# Start of Given data
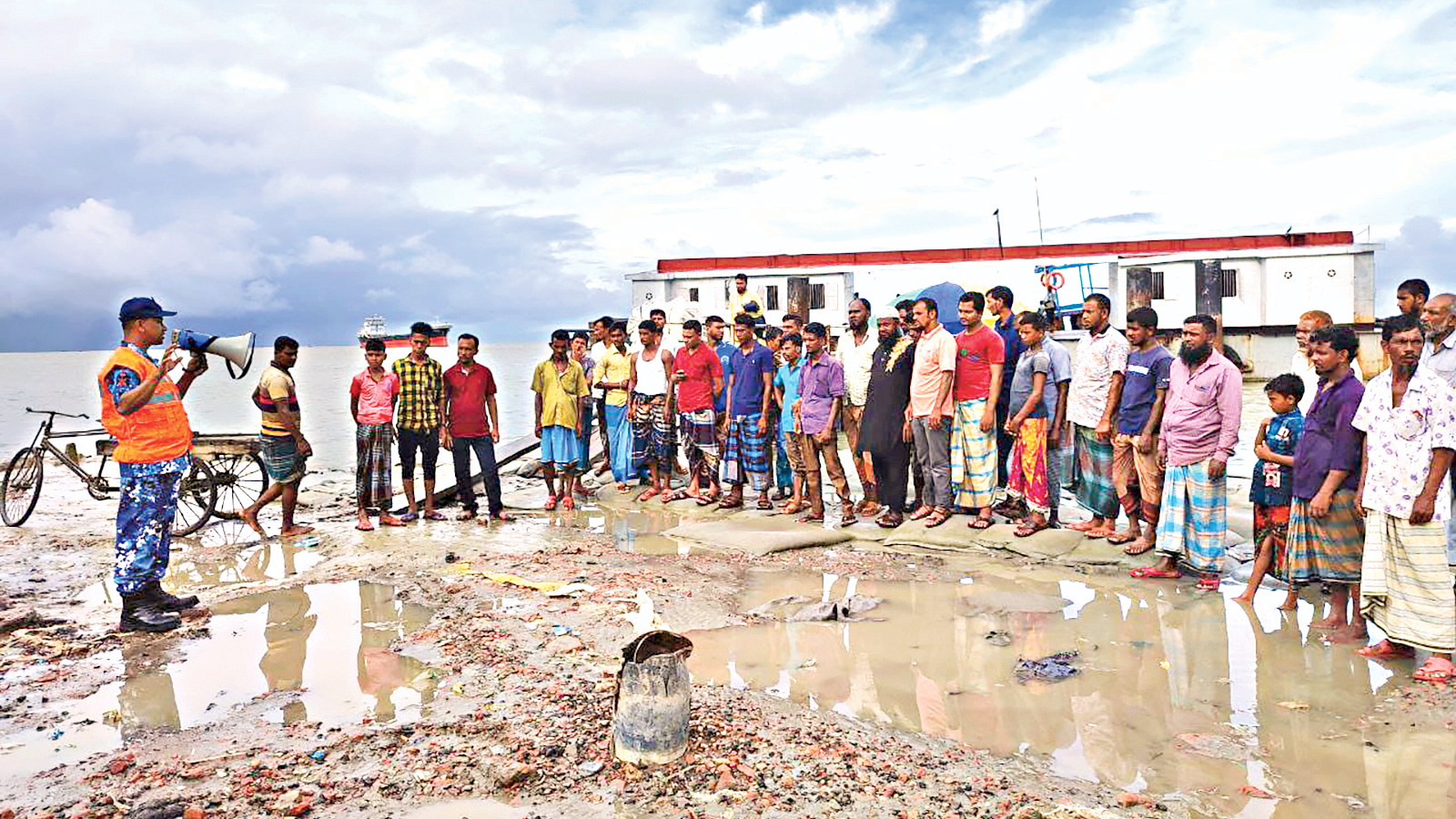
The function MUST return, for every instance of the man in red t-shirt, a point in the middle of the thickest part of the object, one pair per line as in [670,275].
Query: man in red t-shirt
[699,379]
[473,424]
[979,358]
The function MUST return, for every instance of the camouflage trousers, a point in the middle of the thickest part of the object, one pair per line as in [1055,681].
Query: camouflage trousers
[145,530]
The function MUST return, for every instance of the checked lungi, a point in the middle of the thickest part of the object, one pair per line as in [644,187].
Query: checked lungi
[1092,475]
[1193,521]
[698,430]
[1405,586]
[1026,467]
[652,431]
[145,528]
[373,458]
[1325,548]
[746,458]
[973,457]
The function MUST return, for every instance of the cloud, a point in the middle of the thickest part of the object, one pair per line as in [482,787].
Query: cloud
[322,251]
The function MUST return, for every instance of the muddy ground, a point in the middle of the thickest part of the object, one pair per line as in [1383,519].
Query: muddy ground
[453,687]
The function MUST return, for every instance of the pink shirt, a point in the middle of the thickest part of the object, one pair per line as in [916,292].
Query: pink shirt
[376,397]
[1201,414]
[934,366]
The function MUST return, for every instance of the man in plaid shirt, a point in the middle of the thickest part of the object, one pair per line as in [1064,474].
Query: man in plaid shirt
[417,416]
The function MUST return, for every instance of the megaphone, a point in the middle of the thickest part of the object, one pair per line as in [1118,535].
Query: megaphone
[232,349]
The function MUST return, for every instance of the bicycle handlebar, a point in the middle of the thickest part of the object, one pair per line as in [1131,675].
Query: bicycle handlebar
[55,413]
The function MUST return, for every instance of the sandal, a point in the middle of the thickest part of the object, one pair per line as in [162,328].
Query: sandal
[1387,651]
[1434,669]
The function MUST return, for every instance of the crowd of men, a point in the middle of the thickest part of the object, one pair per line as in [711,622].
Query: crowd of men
[1351,487]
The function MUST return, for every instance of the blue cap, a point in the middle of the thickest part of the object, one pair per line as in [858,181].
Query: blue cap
[143,308]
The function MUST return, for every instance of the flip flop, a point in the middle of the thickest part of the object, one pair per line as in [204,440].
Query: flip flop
[1154,573]
[1434,669]
[1387,651]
# End of Given data
▶ **Stated problem**:
Reproduce the data word for word, beginning at the line containing "The function MUST return, for every instance of the megaphone, a" and continuing through the last line of the data.

▶ **Solution**:
The function MUST return, for every instance of the megaphone, a point in the middle of the thickest part of the object, one pair per line as in [1118,535].
Query: megaphone
[232,349]
The function MUST return, for every instance of the bicycle handlebar, a point in the middle of the thickest part of the object, one pair per line as in [1131,675].
Query: bicycle handlebar
[55,413]
The function MUST return, for every instance of the sandal, a point in the middle of the thickest part of the object, one pair per line as in [162,328].
Query: sandal
[1387,651]
[1434,669]
The function MUST return, for every instance of the crowd of men, a point in the middle of the thickest part of the object, one pair per line as in [711,622].
Query: crowd of men
[1351,487]
The function MUST return, for every instance of the blue cap, a point in the middle of the thickest part of the object, one pair per line as in [858,181].
Query: blue cap
[143,308]
The function MUST return, for every instance of the flip flop, a point in the middle of the thickest part of the object, one pair per line as in [204,440].
Query: flip flop
[1154,573]
[1434,669]
[1387,651]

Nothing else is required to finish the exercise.